*Source data*
*** Block opens ***

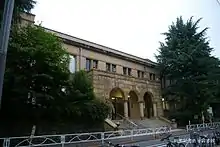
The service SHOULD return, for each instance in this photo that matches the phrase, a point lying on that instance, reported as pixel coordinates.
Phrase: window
(124, 71)
(154, 77)
(113, 68)
(72, 64)
(151, 76)
(88, 64)
(139, 73)
(108, 67)
(95, 64)
(129, 71)
(142, 74)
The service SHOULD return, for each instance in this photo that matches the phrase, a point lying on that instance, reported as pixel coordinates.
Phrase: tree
(185, 58)
(20, 6)
(38, 87)
(36, 71)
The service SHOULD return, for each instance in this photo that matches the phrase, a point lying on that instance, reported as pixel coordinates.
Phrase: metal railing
(194, 127)
(129, 123)
(65, 139)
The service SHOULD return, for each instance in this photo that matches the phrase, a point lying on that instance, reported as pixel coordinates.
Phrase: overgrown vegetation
(20, 6)
(185, 59)
(38, 87)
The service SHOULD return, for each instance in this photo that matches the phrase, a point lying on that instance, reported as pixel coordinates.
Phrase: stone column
(126, 108)
(141, 106)
(155, 109)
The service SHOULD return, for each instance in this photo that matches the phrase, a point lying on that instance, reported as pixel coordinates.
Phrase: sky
(131, 26)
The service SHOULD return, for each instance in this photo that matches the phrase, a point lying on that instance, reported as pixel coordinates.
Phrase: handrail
(126, 119)
(79, 138)
(202, 126)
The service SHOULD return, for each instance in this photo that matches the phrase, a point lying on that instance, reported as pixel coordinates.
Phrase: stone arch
(117, 97)
(148, 102)
(133, 105)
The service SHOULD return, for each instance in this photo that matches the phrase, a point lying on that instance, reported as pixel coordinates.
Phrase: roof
(101, 47)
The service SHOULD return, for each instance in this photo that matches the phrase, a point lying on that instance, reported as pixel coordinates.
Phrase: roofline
(98, 46)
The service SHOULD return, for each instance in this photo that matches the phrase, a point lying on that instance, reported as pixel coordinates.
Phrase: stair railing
(128, 122)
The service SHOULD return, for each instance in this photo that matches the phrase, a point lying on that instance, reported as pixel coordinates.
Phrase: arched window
(72, 64)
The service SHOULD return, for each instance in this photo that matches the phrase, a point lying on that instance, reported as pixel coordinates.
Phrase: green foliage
(20, 6)
(37, 71)
(185, 58)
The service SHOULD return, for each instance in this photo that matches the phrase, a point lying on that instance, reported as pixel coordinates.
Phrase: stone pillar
(126, 108)
(155, 109)
(141, 106)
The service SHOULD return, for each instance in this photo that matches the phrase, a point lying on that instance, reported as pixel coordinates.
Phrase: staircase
(125, 123)
(129, 124)
(150, 123)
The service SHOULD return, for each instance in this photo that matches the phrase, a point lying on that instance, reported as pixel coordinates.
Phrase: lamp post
(4, 37)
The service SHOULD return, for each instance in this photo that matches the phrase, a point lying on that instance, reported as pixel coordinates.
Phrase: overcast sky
(131, 26)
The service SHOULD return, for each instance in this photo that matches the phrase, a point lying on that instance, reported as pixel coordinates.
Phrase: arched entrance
(117, 99)
(133, 106)
(148, 110)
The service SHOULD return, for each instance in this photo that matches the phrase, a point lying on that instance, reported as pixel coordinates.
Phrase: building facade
(130, 83)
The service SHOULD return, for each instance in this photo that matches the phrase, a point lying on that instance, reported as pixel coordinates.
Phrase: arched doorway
(117, 99)
(148, 110)
(133, 106)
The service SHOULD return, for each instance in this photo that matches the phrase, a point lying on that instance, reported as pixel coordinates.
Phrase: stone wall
(104, 82)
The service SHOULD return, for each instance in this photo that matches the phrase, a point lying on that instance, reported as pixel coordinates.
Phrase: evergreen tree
(185, 58)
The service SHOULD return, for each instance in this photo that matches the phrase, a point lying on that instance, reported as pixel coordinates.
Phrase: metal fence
(204, 126)
(71, 139)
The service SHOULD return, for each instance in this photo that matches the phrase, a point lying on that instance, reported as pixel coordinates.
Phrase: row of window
(93, 64)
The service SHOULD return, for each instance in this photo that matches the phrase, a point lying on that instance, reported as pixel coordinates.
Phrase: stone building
(131, 83)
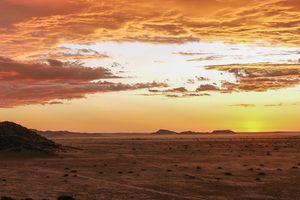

*** Block closes ***

*Exercise prompt*
The expected result is the data above in exact form, free of pictures.

*Your solution*
The service SHOULD return, for each instance in this photo that matches the phrase, a point lying on that instance, reported as pixel coordinates.
Phrase: window
(124, 71)
(154, 77)
(113, 68)
(72, 64)
(151, 76)
(88, 64)
(139, 73)
(108, 67)
(95, 64)
(129, 71)
(142, 74)
The service SHOULD return, for each instance in this photo that matches the phrase, a point lying on that instance, reported as pixel coordinates.
Phrase: tree
(185, 58)
(20, 6)
(38, 87)
(36, 71)
The service SHOULD return, for each instance in this photo that matches the phrase, a point lying on that instance, reported as pixel coordinates.
Phrase: metal railing
(194, 127)
(129, 123)
(65, 139)
The service SHOULD return, for each instance in this photo that matches the phrase, a point lying on that instance, reported as pixel coordinates.
Phrase: overgrown vegetation
(20, 6)
(185, 59)
(38, 87)
The service SHOULD return, for each instance in this photo that matches the phrase, a point lying on that instance, reported as pixel coordinates.
Phrase: stone column
(126, 108)
(141, 106)
(155, 109)
The service SHOULD return, for each instance in this photo that matches the phrase, a point lying on that instance, reported as pixel coordinates.
Phrase: sky
(131, 26)
The service SHOULD return, for each instance in this photo that matches the phrase, a point lying on that instance, reported as pixel coordinates.
Phrase: handrail
(126, 119)
(79, 138)
(202, 126)
The service SHOULD return, for each instance in this photo that matches the phrase, a point lying on that instance, reported as pixel coordinates.
Phrase: stone arch
(117, 97)
(148, 102)
(133, 105)
The service SHOULD return, for each instance in this photo that matches the phrase, a point lying on that instance, reported as pixel coordinates.
Phrase: roof
(101, 47)
The service SHOULD return, for each instance in this photo that matches the phrase, a point lying on that instance, reported as pixel coordinates.
Phrase: roofline
(98, 46)
The service SHOULD return, for each instance in this photo that matches the phrase, a point lying on that instance, reported as pixel coordinates.
Phrase: stair railing
(128, 122)
The service SHOULD return, for each instance in this photo that matches the phrase, a point lying on that instance, reported as pixel coordinates.
Phrase: arched window
(72, 64)
The service SHOULD return, for each instance in this photo that matches the phrase, a point lying on that instance, reported as pixel coordinates.
Phrase: green foliage
(20, 6)
(37, 71)
(185, 58)
The service SHOULD return, for each instance in this photo that matches the phrase, a point lying on that instance, reported as pixel coordinates.
Phrase: stone pillar
(126, 108)
(155, 109)
(141, 106)
The service SHOULD return, for each instance in this photo that matches the phrase, a point lying on that instance, reported as pixel coordinates.
Phrase: staircase
(125, 123)
(129, 124)
(150, 123)
The service SHOULD return, for each instance in this photo that matches the phrase, a point lying on that instance, reported as pixel coordinates.
Phrase: lamp post
(4, 37)
The service SHOULD return, for each instance in this photo that matches the phrase, a point lying on that instance, reported as pixel coordinates.
Phrase: overcast sky
(131, 26)
The service SHOULD return, for each instance in this photo that matches the phrase, a point lying on that instance, reported as pixel coordinates.
Phrase: arched entrance
(117, 99)
(133, 106)
(148, 110)
The service SHOULD return, for each instance in this photo that matches the phrase, a point lying on that instance, reported as pixel coordinates.
Phrase: building facade
(130, 83)
The service SHOULD return, for each instance in this photo that matches the phrase, a point lying on that instance, reported as pixel coordinates.
Phrase: arched doorway
(117, 99)
(148, 110)
(133, 106)
The service SHOULD return, for each instance in this photo that matches the phrase, a point lying on that instance, reported as pixel coordinates.
Phrase: stone wall
(104, 82)
The service SHOULD return, for each instance in this photo that matches the phrase, a point lying on that instance, reported as pixel coordinates.
Phrase: evergreen tree
(185, 58)
The service SHOULD return, for each instance in this photo that matches the phrase, a point lying on that instance, reported as pixel coordinates.
Phrase: metal fence
(204, 126)
(71, 139)
The service SHOULD return, for each instance in this photo that matches the phrase, a point lying on that instance, reported as pixel coordinates.
Phrase: row of window
(93, 64)
The service SHOULD return, for each instance in this photo that matches the phrase, a point lying on that instance, reported as pixel coordinates.
Phrase: stone building
(131, 83)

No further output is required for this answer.